● Work required
Check every line of the entries below for the word "shirt", and copy the ones that have it.

• • • •

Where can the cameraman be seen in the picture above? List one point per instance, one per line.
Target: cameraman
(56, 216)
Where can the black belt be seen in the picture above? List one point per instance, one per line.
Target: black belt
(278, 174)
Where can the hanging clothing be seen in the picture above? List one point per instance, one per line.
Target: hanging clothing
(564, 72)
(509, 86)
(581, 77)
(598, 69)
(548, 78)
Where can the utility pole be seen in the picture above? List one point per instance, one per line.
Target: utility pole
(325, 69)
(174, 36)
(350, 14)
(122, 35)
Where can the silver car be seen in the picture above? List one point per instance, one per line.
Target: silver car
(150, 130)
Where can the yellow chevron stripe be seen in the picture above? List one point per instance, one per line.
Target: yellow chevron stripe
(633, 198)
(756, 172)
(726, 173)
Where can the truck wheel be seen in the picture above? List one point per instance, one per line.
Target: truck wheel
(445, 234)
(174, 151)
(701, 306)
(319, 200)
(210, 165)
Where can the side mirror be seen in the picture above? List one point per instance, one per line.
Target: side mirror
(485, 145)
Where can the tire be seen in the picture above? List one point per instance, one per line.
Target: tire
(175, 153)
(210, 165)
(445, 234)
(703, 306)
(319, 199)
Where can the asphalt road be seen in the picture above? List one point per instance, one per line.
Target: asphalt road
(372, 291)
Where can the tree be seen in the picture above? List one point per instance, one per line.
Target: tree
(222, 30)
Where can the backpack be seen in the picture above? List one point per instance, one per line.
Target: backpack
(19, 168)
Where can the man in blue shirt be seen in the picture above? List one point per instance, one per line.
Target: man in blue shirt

• • • •

● Written response
Where can the man in blue shirt be seen in the picture above? List one point per instance, one per line.
Target: man in blue shirt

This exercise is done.